[Dataset records on object locations]
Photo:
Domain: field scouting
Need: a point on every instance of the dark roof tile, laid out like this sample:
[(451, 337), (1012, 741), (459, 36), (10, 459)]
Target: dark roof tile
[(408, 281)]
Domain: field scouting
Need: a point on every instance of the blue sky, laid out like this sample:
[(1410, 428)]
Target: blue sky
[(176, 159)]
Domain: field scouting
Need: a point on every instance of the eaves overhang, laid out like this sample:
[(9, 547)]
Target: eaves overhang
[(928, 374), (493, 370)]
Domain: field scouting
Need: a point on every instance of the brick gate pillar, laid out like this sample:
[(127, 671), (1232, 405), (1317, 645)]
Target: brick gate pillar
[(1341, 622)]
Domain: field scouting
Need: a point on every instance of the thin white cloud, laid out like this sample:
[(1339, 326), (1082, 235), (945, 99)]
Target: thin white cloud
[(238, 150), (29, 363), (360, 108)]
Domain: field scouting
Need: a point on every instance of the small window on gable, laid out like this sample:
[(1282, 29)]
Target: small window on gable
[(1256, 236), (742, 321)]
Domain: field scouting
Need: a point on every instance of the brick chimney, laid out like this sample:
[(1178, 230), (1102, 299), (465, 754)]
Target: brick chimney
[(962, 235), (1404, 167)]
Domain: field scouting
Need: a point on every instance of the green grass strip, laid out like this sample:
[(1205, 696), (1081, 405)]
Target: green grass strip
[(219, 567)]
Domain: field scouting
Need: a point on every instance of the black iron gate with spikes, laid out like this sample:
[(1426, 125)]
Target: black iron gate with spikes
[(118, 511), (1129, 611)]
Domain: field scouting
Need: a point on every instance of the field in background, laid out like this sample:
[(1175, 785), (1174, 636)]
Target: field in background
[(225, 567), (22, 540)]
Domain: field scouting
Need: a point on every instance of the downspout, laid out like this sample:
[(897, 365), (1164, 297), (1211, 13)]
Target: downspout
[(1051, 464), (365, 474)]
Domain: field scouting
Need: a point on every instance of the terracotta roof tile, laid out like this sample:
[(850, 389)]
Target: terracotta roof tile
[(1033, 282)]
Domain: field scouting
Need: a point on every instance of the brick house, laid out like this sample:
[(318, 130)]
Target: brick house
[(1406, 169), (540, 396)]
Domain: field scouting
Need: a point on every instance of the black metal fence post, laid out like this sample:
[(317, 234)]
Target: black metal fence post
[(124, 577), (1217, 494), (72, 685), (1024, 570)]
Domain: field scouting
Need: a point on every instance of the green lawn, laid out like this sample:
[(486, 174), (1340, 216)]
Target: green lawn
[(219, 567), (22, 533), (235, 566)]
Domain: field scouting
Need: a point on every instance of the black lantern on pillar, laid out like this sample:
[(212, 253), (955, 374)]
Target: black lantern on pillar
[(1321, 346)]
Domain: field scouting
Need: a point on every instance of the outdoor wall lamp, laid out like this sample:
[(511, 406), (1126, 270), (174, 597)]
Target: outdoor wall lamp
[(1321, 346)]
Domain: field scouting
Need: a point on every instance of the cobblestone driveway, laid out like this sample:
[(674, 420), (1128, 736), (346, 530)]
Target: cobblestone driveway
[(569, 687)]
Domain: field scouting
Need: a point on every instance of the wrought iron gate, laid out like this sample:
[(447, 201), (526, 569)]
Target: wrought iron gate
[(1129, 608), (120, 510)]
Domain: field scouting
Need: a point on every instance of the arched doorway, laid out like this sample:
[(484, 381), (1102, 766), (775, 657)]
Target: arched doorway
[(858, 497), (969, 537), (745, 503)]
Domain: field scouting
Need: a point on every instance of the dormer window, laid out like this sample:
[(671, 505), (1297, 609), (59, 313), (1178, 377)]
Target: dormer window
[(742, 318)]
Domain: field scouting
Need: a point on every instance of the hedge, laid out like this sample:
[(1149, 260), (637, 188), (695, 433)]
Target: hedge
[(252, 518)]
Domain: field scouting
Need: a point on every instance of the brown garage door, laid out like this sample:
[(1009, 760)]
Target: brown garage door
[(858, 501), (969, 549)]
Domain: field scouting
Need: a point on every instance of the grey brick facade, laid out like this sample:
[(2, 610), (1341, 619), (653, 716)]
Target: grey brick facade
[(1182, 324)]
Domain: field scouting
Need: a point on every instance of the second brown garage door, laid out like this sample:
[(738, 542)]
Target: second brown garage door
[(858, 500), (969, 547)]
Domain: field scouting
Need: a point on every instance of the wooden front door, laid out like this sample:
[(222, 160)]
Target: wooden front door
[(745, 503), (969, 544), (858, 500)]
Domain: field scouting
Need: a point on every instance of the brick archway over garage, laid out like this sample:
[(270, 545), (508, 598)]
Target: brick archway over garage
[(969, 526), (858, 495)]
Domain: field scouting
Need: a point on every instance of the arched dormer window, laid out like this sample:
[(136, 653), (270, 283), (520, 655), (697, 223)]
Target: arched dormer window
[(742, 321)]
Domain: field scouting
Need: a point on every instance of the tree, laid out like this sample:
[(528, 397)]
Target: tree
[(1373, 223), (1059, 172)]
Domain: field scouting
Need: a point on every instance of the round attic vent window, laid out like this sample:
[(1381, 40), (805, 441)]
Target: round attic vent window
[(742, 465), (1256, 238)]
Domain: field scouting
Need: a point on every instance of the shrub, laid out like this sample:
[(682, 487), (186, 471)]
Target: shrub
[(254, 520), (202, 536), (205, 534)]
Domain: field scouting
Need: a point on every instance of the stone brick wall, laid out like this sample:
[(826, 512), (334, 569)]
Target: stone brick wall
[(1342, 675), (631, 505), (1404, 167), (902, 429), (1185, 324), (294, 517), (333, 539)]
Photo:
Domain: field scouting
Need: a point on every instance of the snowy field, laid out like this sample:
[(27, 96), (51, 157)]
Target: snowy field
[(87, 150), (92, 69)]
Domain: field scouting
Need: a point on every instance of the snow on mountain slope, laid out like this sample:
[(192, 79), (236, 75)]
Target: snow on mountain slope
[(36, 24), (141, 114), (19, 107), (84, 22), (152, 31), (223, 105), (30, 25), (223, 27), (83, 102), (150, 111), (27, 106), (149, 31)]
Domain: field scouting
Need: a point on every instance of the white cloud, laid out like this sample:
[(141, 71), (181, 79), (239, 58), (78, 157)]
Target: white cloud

▸ WHAT IS EXPECTED: Locate each line of the listing that contains the word "cloud" and copy those lines out. Only matches with the same uppercase and lowercase letters count.

▸ RESPONSE BELOW:
Need: a point on every instance of the thin white cloud, laid out like this sample:
Target: thin white cloud
Need: a point on every instance of the white cloud, laid out like this sample:
Target: white cloud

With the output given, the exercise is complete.